The task:
Copy the data from the line containing "the dark water" through the end of the data, changing "tree canopy" to "leafy canopy" and leaving everything else unchanged.
—————
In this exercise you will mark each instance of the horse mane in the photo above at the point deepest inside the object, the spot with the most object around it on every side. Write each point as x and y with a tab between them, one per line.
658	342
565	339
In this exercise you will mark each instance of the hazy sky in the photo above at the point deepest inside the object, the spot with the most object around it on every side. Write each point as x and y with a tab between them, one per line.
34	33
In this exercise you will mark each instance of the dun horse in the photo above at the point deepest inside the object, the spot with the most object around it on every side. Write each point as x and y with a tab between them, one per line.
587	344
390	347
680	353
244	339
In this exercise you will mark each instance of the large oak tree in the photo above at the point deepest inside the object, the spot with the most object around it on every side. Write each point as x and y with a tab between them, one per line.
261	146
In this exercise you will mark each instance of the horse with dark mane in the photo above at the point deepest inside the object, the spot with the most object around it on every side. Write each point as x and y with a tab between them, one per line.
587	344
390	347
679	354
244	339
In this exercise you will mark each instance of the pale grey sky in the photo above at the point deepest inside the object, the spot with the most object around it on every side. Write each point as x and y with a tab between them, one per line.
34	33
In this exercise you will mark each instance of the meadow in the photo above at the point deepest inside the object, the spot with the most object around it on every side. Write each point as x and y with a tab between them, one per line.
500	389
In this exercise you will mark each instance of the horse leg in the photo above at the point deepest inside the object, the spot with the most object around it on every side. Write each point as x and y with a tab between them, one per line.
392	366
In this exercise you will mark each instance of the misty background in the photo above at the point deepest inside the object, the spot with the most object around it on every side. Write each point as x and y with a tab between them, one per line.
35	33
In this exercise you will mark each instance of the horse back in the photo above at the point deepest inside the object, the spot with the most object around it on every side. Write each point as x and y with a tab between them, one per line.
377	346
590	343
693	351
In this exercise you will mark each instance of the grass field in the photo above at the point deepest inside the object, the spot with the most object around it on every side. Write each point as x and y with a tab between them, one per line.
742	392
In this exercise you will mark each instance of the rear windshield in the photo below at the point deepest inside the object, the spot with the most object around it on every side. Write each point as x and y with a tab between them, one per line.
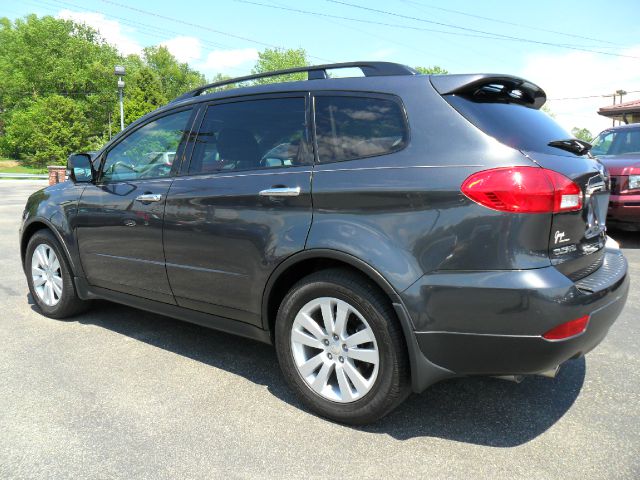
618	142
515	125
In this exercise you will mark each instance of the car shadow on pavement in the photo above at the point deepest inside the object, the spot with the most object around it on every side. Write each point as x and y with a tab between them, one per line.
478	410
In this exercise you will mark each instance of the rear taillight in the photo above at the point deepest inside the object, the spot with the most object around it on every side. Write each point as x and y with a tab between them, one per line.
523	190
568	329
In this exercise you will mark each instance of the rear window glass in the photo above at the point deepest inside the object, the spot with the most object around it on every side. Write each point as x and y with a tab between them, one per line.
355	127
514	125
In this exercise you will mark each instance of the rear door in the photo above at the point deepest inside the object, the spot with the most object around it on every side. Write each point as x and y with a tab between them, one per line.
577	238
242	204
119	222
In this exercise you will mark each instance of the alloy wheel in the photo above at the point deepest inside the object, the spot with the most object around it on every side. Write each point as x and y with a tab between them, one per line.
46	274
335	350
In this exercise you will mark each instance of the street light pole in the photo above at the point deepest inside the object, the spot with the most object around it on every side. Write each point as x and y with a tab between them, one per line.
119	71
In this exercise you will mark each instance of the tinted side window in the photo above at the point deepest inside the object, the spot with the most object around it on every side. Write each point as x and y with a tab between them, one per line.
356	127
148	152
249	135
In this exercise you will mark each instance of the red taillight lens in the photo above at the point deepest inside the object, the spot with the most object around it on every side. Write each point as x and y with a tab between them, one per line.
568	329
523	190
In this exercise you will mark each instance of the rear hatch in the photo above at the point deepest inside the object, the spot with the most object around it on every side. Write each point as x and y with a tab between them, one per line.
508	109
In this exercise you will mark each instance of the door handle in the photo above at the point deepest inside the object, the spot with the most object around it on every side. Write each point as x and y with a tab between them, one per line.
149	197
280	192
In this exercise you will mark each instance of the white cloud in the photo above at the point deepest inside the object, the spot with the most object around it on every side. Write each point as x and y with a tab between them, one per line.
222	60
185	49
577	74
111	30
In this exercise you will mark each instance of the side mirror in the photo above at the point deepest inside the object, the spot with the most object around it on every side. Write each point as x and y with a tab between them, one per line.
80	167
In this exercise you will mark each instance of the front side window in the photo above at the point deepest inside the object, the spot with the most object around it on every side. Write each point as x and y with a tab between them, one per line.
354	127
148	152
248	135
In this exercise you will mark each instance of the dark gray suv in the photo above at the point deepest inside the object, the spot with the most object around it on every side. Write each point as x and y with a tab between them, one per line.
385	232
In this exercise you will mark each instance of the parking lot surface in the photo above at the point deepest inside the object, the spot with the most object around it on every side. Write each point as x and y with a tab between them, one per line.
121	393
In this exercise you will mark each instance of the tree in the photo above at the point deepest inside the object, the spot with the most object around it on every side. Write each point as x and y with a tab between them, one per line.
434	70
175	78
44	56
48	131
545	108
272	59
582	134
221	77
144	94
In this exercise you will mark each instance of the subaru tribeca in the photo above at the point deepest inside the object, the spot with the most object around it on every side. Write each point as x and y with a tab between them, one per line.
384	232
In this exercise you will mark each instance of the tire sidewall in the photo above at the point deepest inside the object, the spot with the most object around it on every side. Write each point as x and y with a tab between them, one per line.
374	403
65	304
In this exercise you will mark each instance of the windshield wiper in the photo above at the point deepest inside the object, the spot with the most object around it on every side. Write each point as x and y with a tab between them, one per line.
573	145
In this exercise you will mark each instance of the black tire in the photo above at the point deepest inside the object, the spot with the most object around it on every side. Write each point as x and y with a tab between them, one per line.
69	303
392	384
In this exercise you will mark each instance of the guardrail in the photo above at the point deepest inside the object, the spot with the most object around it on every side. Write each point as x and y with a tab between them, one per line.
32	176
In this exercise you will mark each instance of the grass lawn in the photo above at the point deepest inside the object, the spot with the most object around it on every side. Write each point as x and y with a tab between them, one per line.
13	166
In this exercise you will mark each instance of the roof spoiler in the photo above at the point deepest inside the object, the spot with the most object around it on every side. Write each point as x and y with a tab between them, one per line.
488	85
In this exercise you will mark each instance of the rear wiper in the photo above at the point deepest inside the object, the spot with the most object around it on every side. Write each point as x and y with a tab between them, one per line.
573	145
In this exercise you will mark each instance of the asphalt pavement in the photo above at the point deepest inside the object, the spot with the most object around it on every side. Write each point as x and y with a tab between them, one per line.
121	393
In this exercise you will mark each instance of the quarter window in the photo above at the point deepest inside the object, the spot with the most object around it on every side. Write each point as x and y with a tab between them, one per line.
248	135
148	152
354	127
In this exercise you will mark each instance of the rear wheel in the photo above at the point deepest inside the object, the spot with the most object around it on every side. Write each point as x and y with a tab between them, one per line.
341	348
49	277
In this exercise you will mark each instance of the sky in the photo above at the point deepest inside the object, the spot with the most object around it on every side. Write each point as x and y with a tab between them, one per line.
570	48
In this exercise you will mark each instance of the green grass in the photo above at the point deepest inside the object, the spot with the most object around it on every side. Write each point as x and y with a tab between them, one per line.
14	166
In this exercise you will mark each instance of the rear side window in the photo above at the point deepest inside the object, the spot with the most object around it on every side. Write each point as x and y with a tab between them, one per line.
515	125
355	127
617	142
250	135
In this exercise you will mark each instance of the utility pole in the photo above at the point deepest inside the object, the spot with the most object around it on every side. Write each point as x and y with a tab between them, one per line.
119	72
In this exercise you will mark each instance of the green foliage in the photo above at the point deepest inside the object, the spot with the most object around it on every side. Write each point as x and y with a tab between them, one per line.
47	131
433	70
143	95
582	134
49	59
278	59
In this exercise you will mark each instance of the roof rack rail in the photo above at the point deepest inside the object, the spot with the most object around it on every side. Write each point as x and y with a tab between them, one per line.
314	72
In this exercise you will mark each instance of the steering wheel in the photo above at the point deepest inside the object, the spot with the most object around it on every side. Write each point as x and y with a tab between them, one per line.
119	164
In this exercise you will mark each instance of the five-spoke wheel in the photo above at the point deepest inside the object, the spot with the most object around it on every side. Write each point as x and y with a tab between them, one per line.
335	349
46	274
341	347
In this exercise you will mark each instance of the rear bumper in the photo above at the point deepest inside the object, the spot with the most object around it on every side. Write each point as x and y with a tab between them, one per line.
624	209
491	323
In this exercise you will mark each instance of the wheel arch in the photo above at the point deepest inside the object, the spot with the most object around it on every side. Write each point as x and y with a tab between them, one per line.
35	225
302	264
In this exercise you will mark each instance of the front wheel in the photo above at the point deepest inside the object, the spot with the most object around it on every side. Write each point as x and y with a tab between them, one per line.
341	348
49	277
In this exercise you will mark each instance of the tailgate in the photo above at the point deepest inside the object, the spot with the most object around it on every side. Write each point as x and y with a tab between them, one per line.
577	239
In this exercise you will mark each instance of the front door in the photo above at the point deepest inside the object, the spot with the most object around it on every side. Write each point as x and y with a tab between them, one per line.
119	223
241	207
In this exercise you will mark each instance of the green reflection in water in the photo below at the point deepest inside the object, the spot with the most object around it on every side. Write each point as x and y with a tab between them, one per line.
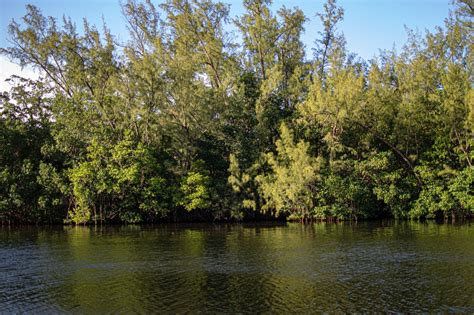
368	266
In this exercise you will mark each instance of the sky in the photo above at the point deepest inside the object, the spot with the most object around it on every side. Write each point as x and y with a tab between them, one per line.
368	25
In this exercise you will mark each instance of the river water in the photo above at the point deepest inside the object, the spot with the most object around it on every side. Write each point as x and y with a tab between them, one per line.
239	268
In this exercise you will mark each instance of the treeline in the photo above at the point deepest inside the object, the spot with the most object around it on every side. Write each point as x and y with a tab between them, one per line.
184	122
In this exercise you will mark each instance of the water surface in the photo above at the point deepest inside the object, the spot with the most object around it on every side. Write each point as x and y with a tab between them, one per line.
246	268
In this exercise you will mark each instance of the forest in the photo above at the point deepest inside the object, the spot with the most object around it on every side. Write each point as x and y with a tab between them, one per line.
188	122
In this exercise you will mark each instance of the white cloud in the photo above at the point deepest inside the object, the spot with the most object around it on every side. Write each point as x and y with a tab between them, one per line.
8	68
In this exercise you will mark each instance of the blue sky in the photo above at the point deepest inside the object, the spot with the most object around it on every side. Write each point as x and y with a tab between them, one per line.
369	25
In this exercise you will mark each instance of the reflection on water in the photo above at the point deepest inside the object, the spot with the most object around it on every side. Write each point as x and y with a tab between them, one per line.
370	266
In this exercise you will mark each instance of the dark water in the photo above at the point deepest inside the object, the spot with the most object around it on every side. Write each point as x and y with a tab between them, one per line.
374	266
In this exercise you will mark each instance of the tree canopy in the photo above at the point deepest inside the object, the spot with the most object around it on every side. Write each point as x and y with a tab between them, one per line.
—————
The output:
In this exercise you will mark each instance of the dark water in the photo above at the point deepest inside the object, the spot with the most object around it on every side. Write each point as x and y with a tab between them, one per line.
374	266
In this exercise you will mark each instance of the leafy canopy in the photo above at the point deepest inside the object, the spot with the most object around it on every side. Write each point as x and y with a tab between them, one per line.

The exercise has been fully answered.